[Task instructions]
Rewrite the following lines, replacing "rough mask" with "coarse mask" and leaving everything else unchanged.

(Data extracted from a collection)
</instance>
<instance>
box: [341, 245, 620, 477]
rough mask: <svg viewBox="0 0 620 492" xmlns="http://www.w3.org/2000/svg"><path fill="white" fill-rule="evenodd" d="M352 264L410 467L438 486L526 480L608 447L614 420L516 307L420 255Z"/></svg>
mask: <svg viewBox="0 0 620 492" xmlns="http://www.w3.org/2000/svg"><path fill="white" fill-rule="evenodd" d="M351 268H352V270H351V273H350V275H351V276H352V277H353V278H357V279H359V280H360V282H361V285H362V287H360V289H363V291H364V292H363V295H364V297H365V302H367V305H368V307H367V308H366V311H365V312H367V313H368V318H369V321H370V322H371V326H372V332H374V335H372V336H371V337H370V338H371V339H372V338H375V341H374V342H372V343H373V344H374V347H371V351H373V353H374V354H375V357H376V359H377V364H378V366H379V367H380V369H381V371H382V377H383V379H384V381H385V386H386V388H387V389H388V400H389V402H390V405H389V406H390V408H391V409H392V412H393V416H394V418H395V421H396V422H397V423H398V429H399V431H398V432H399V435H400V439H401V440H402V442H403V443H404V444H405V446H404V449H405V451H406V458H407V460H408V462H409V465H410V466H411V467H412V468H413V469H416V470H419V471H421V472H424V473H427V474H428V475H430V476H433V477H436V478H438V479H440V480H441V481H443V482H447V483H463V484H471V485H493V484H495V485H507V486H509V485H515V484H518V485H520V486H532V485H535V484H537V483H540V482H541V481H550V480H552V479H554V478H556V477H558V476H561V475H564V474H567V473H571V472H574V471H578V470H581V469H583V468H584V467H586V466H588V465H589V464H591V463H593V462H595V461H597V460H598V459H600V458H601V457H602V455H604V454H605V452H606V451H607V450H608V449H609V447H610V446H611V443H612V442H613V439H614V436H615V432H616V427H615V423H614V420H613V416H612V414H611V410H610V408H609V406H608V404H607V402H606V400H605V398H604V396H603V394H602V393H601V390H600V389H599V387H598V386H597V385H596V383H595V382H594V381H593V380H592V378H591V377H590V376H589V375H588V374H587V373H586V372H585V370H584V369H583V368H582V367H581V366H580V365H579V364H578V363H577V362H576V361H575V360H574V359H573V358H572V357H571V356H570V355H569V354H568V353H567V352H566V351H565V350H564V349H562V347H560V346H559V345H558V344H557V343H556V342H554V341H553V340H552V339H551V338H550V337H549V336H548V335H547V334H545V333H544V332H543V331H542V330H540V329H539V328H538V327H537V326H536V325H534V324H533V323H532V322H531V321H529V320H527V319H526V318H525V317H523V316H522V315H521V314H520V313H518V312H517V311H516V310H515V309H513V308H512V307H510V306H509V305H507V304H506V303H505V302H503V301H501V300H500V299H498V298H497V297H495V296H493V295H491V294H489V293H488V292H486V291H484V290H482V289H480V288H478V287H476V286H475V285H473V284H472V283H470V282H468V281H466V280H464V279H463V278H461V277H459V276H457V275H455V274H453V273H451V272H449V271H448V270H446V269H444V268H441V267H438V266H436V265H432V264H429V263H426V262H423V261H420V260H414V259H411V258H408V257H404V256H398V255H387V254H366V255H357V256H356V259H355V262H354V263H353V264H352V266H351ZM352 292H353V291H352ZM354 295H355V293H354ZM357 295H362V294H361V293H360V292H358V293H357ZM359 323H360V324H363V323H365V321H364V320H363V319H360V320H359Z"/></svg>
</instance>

[Result for this task]
</instance>
<instance>
box: [341, 245, 620, 477]
coarse mask: <svg viewBox="0 0 620 492" xmlns="http://www.w3.org/2000/svg"><path fill="white" fill-rule="evenodd" d="M352 264L410 467L438 486L526 480L608 447L614 420L516 307L420 255Z"/></svg>
mask: <svg viewBox="0 0 620 492" xmlns="http://www.w3.org/2000/svg"><path fill="white" fill-rule="evenodd" d="M351 268H352V270H351V273H350V275H351V276H352V277H353V278H357V279H359V280H360V282H361V285H362V287H360V289H363V291H364V292H363V295H364V297H365V302H367V305H368V307H367V308H366V311H365V312H367V313H368V318H369V321H370V322H371V326H372V332H374V335H372V336H371V337H370V338H371V339H372V338H375V341H374V342H372V343H373V344H374V347H371V351H373V353H374V354H375V357H376V359H377V364H378V366H379V367H380V369H381V371H382V377H383V379H384V381H385V386H386V388H387V389H388V400H389V402H390V405H389V406H390V408H391V409H392V412H393V416H394V418H395V421H396V422H397V423H398V429H399V431H398V432H399V435H400V439H401V440H402V442H403V443H404V444H405V446H404V449H405V451H406V458H407V460H408V462H409V465H410V466H411V467H412V468H413V469H416V470H419V471H421V472H424V473H427V474H428V475H430V476H433V477H436V478H438V479H440V480H441V481H443V482H447V483H463V484H471V485H493V484H495V485H507V486H509V485H515V484H518V485H520V486H532V485H535V484H537V483H540V482H541V481H550V480H552V479H554V478H556V477H558V476H561V475H564V474H567V473H571V472H574V471H578V470H581V469H583V468H584V467H586V466H588V465H589V464H591V463H593V462H595V461H597V460H598V459H600V458H601V457H602V455H604V454H605V452H606V451H607V450H608V449H609V447H610V446H611V443H612V442H613V439H614V436H615V432H616V427H615V423H614V420H613V416H612V414H611V410H610V408H609V406H608V404H607V402H606V400H605V398H604V396H603V394H602V393H601V390H600V389H599V387H598V386H597V385H596V383H595V382H594V381H593V380H592V378H591V377H590V376H589V375H588V374H587V373H586V372H585V370H584V369H583V368H582V367H581V366H580V365H579V364H578V363H577V362H576V361H575V360H574V359H573V358H572V357H571V356H570V355H569V354H568V353H567V352H566V351H565V350H564V349H562V347H560V346H559V345H558V344H557V343H556V342H554V341H553V340H552V339H551V338H550V337H549V336H548V335H547V334H545V333H544V332H543V331H542V330H540V329H539V328H538V327H537V326H536V325H534V324H533V323H532V322H531V321H529V320H527V319H526V318H525V317H523V316H522V315H521V314H520V313H518V312H517V311H516V310H515V309H513V308H512V307H510V306H509V305H507V304H506V303H505V302H503V301H501V300H500V299H498V298H497V297H495V296H493V295H491V294H489V293H488V292H486V291H484V290H482V289H480V288H478V287H476V286H475V285H473V284H472V283H470V282H468V281H466V280H464V279H463V278H461V277H459V276H457V275H455V274H453V273H451V272H449V271H448V270H446V269H444V268H441V267H438V266H436V265H432V264H429V263H426V262H423V261H420V260H414V259H411V258H408V257H404V256H398V255H387V254H366V255H357V256H356V259H355V262H354V263H353V264H352V266H351ZM352 292H353V291H352ZM354 295H355V293H354ZM357 295H362V294H361V293H360V292H358V293H357ZM359 323H360V324H363V323H365V321H364V320H363V319H360V320H359Z"/></svg>
</instance>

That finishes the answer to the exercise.